Required tasks:
1. In the twin passage, how much younger is the writer than her twin sister?
2. In the twin passage, change the wording from "I’ve realized as" up to and including "wanted that color." by putting "my twin" wherever "Cherrel" appears.
3. Carry the twin passage forward from its last sentence.

** Source passage follows **

I was born an identical twin. This doesn’t just mean my sister and I look alike, but we share the same DNA make up and birthday.
Some interesting facts about the start of my journey is, I am five minutes younger than my twin sister. This information has been a key factor in decisions made by my parents throughout my life. Statements in regards to my maturity and decisions on which of us got key responsibilities were based on this factor.
I have only recently learned to not refer to myself as “we” and “us”.
I still fight with feelings of guilt concerning not including my twin sister in every aspect of my life.
As a child, my sister and I could tell if each other were having a bad day or even had a bad dream. There were days I would just be sad for no reason at all and then find out my sister was having a difficult day and vice versa. I don’t think this happens any more. But we don’t see each other often enough to know.
I’ve realized as a mom that it’s actually important to let my fellow moms of twins know what my journey has been like in an effort to assist in them understanding the perspective of being an identical twin.
I remember the day my sister and I looked at each other as little girls and suddenly said, “We’re not the same person?”
It actually was very difficult growing up to see my self as an individual. Especially because my mom dressed my sister and I in the same clothes.
A key note about this is that, my mom’s reason for dressing my sister and I the same was often time to stop us from fighting. It didn’t matter if I said my favorite color was blue, if Cherrel got pink, suddenly I really wanted that color.
I remember if I had a great dream one night about something amazing happening in my life and Cherrel wasn’t there, I would wake up feeling very sad. Like I killed my sister.
When day dreaming about my future, I felt the weight of guilt to include my twin sister in these plans.
Everyone compared my twin sister and I. It’s something that happens naturally because we seem like we could be the same person. So of course everyone searched for small differences.
Growing up, I knew most friends and family saw me as the less attractive one, the more boy like and the immature one.
Unfortunately because there is constantly someone to be compared to, I felt stuck in these labels.
As teens, my twin sister and I literally went through emotional break downs as we attempted to grasp the concept of not being the same person and being capable of doing life apart from one another.
There were some friends who stood by us, helping us through the adjustment. There were also some who were less helpful as they decided to “rip the band-aid off” and exclude one of us within group events to “help”. Unfortunately I was the least desired twin in these particular instances.

** End of Source passage **
** Input data follows **

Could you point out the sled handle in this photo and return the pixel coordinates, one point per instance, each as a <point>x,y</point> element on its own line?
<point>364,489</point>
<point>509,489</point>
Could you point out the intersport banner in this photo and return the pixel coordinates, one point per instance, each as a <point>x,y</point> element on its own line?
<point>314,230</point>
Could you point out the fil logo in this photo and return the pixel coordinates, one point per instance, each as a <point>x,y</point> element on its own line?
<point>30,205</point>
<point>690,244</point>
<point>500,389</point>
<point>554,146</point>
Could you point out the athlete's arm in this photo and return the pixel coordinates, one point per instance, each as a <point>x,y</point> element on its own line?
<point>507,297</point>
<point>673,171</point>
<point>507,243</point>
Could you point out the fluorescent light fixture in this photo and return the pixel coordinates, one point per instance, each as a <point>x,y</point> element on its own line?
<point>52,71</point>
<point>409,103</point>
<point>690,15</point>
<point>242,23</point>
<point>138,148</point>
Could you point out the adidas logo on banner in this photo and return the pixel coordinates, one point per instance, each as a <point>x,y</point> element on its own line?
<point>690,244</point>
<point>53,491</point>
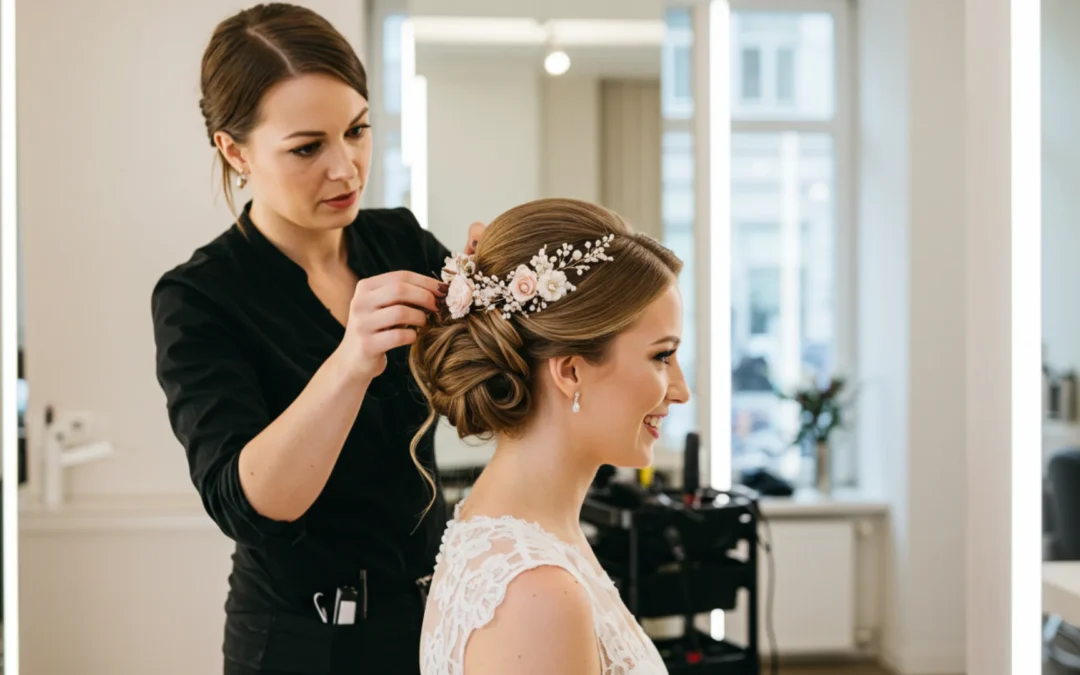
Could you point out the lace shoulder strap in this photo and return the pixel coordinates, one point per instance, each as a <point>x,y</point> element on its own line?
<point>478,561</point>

** End of Input data **

Responses by item number:
1. Five minutes.

2.
I’ve realized as a mom that it’s actually important to let my fellow moms of twins know what my journey has been like in an effort to assist in them understanding the perspective of being an identical twin.
I remember the day my sister and I looked at each other as little girls and suddenly said, “We’re not the same person?”
It actually was very difficult growing up to see my self as an individual. Especially because my mom dressed my sister and I in the same clothes.
A key note about this is that, my mom’s reason for dressing my sister and I the same was often time to stop us from fighting. It didn’t matter if I said my favorite color was blue, if my twin got pink, suddenly I really wanted that color.

3.
I often feel shocked at the way my life turned out when compared to my twin sister. As the one that often made the most mistakes and was the least desired by boys, I never guessed I would be the first to get married, have kids and run a successful business. I’m uncertain my mom would have believed the same.
I was the one that struggled most with feeling included. I struggled most with self esteem. I often had no problem taking the blame or receiving less than or poorer quality than my sister. I always believed this was my role.
Perhaps these aspects of my growing up has made me the type of person that wants to be honest about the disappointing attributes within myself and my style of parenting. I didn’t expect I would come this far any way, so why not be clear about the parts of my life I fail at?
The best advice I could give to a mom of identical twins is to nurture each twin’s singular identity. Encourage their individual likes but don’t cut them off from feeling capable of achieving something the other twin may be good at.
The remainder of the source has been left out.